___ Material to process

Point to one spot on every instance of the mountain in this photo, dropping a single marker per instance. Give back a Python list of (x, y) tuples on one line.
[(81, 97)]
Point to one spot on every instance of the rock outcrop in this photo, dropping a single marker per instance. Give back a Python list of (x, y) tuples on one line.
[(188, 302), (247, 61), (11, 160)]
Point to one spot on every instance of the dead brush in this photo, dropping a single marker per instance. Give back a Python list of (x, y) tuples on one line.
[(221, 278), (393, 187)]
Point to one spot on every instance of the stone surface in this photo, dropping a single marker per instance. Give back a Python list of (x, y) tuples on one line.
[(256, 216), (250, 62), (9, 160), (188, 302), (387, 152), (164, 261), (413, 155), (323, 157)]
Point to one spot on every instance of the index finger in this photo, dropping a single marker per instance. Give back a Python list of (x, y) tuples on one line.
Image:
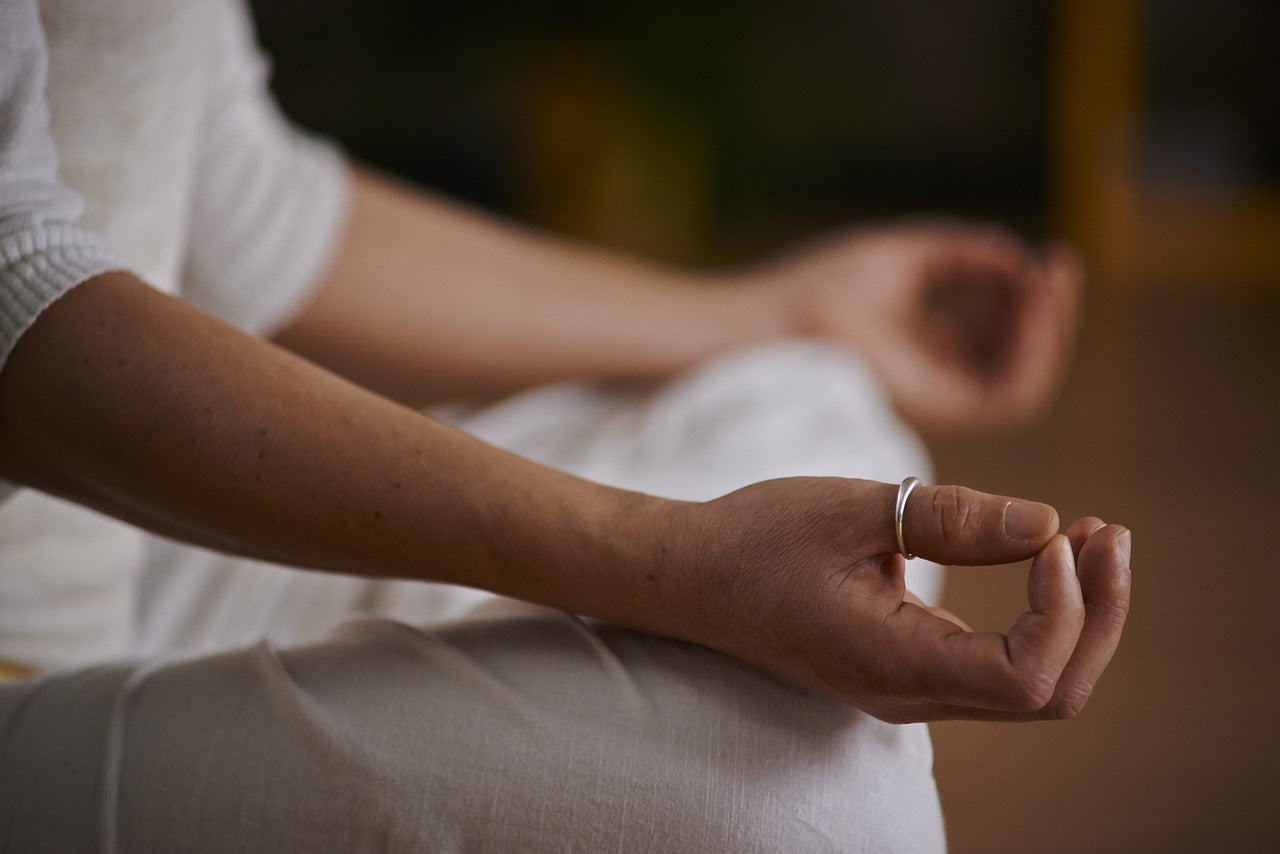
[(987, 671), (965, 526)]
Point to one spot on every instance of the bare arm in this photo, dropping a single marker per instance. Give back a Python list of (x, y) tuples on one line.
[(144, 407), (428, 300)]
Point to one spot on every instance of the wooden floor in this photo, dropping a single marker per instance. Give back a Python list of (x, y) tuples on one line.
[(1170, 424)]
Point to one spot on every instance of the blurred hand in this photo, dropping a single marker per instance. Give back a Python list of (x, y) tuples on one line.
[(965, 325), (803, 578)]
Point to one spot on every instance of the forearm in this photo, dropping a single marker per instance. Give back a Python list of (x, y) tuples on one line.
[(140, 406), (426, 300)]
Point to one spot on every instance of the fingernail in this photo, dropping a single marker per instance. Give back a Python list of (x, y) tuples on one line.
[(1027, 520)]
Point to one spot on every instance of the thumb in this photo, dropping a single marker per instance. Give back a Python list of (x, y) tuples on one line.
[(964, 526)]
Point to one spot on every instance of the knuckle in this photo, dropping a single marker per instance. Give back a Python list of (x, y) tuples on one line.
[(1032, 690), (1070, 702), (956, 511)]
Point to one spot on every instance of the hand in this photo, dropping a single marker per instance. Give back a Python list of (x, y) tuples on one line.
[(967, 328), (803, 578)]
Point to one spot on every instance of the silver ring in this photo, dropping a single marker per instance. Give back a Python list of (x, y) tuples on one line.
[(904, 492)]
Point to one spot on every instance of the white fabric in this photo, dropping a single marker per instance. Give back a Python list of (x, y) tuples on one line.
[(164, 126), (490, 725)]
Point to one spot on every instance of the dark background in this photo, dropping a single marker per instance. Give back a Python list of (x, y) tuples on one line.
[(1146, 132)]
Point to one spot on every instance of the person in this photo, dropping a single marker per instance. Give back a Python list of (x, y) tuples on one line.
[(635, 666)]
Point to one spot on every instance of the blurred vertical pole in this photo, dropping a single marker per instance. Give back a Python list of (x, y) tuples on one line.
[(1096, 104)]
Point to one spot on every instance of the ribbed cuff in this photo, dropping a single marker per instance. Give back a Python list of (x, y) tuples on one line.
[(37, 266), (40, 265)]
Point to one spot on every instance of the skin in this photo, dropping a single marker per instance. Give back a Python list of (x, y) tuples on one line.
[(141, 406)]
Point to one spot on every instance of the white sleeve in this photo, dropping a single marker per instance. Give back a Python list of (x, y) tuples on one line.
[(42, 254), (269, 200)]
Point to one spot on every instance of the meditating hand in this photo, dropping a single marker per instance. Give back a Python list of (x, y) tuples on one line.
[(967, 327), (803, 576)]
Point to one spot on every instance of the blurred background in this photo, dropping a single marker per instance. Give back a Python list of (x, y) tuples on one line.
[(1146, 132)]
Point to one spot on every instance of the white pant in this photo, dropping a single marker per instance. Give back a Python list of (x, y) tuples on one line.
[(487, 724)]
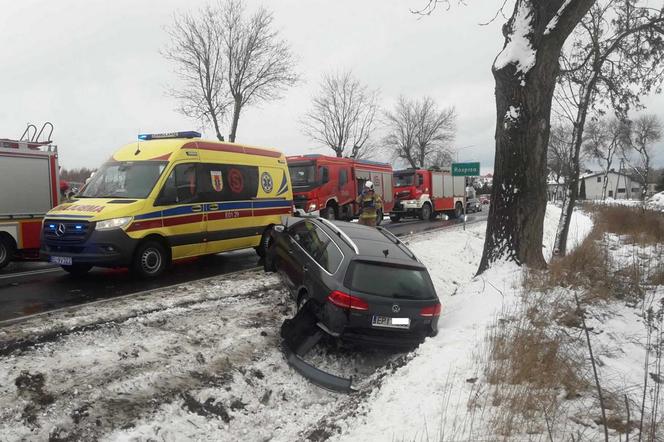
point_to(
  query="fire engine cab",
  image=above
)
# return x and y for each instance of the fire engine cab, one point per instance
(28, 189)
(328, 186)
(425, 193)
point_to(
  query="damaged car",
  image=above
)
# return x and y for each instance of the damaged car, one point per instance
(359, 284)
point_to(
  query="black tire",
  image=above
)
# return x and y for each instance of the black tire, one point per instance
(266, 241)
(6, 252)
(458, 210)
(150, 260)
(330, 213)
(425, 212)
(77, 269)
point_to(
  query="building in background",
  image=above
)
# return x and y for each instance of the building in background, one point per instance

______

(Written problem): Rewrite the rows from the first one through the row containing "[(1032, 690), (1070, 702), (956, 511)]", inclusive, increasing every x and y coordinate of the given points by 47 and leaving all other wording unchanged. Leave the pictures out.

(Complete answer):
Point to one spot on every instance of the mountain in this photo, dropping a single marker per instance. Give back a Python list of (x, y) tuples on one line.
[(128, 144)]
Point to one spot on every instance of the rock outcrop in this photo, dropping a single marker per instance. Give back a Python list of (x, y) tuples on one line.
[(235, 349), (294, 108), (58, 207)]
Point to one spot on every instance of the dead brush in this photo, dropping a single marker per instance. Give back a Python list of (x, y) tuples on one line.
[(268, 325), (440, 234)]
Point to one spot on every instance of the stone surface in this photo, dropping a single marker per instance. Give back a Python list of (x, y) tuples on one line.
[(303, 263), (297, 109), (56, 207), (235, 349), (434, 199), (211, 308), (460, 202), (370, 204)]
Point to one spot on every instance of the index finger in this photo, dropping a single marker per instance. Give back a Python list of (x, y) tuples on one line.
Image:
[(1034, 718), (1012, 573)]
Point to one spot on every instance of the bare arm in this photo, dropping a single marker per instance. Give back a Python list of (x, y) tuples on one line.
[(191, 454), (475, 347)]
Point to one spot on every instance of the wooden floor in this photo, dropping a single marker per instance. Give back a Python list of (x, y) tuples on one line.
[(1217, 471)]
Point to one spot on every instance of the blurred hand in this photo, dropping a single marker per instance. Give back a Python list of (x, y) tuples on one line.
[(1012, 372), (850, 625)]
Point to one spot on every instance of the forearm in this photo, dropping a single marker per instance. Give back a Python list of (x, y) tuples on one line.
[(187, 453), (473, 347)]
Point to one spot on every instance of the fingernail in this photo, dropping a single marker per instance. Give back a Python list of (x, y) tuples on one line.
[(1074, 567)]
Point to one spot on every instance of the thumb in this photo, dropping a single marker per instance. Give back a Python list of (x, y) tuples on one line.
[(1011, 573)]
Point to one spot on every instance of the knuckle in this photo, dropping a single marker per instance. Give back a Python list of (x, y) tuples on one line.
[(1079, 737), (1117, 749), (1003, 558)]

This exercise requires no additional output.